Retype every line of the material below with no changes.

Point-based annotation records
:::
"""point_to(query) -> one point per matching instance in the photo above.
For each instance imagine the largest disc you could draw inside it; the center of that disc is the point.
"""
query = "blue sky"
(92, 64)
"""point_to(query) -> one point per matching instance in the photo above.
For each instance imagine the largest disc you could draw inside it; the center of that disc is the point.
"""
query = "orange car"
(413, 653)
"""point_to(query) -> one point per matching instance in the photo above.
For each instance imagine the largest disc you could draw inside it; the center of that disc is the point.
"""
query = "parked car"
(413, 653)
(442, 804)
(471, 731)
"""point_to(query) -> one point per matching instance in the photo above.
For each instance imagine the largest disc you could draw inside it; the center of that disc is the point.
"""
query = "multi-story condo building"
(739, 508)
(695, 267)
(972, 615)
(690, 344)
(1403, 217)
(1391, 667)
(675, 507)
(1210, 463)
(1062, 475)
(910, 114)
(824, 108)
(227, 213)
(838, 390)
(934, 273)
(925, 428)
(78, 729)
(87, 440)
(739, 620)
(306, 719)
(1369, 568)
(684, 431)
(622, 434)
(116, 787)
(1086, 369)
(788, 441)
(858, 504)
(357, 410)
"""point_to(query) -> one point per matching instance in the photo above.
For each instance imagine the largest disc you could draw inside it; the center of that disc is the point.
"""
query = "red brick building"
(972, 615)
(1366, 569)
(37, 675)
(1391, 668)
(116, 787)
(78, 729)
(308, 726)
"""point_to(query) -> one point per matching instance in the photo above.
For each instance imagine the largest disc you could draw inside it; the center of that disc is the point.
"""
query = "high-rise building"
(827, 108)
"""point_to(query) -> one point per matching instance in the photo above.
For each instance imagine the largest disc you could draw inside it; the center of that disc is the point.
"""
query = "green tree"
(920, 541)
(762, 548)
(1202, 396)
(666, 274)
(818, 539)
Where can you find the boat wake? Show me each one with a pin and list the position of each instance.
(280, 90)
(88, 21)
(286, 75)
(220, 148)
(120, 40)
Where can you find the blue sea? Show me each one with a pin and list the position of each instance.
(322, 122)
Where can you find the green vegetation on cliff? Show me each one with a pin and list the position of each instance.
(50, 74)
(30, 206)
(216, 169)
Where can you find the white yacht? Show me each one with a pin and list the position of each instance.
:::
Written answer =>
"""point_to(query) -> one point per matching instance in the photo above.
For each instance imagine the largest disc you could draw inside it; the center of that disc is the point.
"""
query = "blue sky"
(92, 64)
"""point_to(query) -> one point per matching instance in the photo above.
For each instance imagine the largest disc you could draw inside it; the center of that disc is the point.
"""
query = "orange car"
(413, 653)
"""point_to(query) -> one point per matching instance in the photo above.
For each instance imagine the largest disc you could draw inside it; the center of that disc is the point.
"""
query = "parked car"
(413, 653)
(442, 804)
(471, 731)
"""point_to(query) -> one point per matching instance in the photo above.
For each instance imagine the largest disc you could draw inside it; the center of that disc is the point.
"""
query = "multi-story condo building"
(739, 508)
(695, 267)
(972, 615)
(690, 344)
(1403, 217)
(1391, 667)
(675, 507)
(1210, 463)
(1062, 475)
(910, 114)
(824, 108)
(227, 213)
(838, 390)
(934, 273)
(925, 428)
(78, 729)
(87, 440)
(739, 620)
(306, 719)
(1369, 568)
(684, 431)
(622, 434)
(116, 787)
(1086, 369)
(788, 441)
(858, 504)
(357, 410)
"""point_to(query) -> one point per matching instance in the photo above.
For each instance imagine the largest disc you could draw inside it; the center of that disc is the point.
"""
query = "red brick building"
(972, 615)
(1366, 569)
(37, 675)
(1391, 668)
(116, 787)
(78, 729)
(308, 726)
"""point_to(query) -> one point per matching instance in the photo above.
For each instance imagine the largest disc you could draw inside it; the center of that disc is the point.
"""
query = "high-rise building"
(827, 108)
"""point_to(query) -> one point per matching instance in the photo above.
For each instance imagine the largest disc you could draw inside it; the center of that disc is the point.
"""
query = "green tree"
(920, 541)
(762, 548)
(1202, 396)
(666, 274)
(818, 539)
Where can you find the boat wake? Show me each one with a pin and list the position of each instance.
(280, 90)
(88, 21)
(286, 75)
(220, 148)
(120, 40)
Where can you find the blue sea? Show me each one with a pin and list the position of each instance.
(322, 122)
Where can you find the green vegetation on cliff? Show me each one with a pin and list the position of each instance.
(50, 74)
(30, 206)
(216, 169)
Where can you find the white yacht? Show me each one with a pin and list the position of each instance.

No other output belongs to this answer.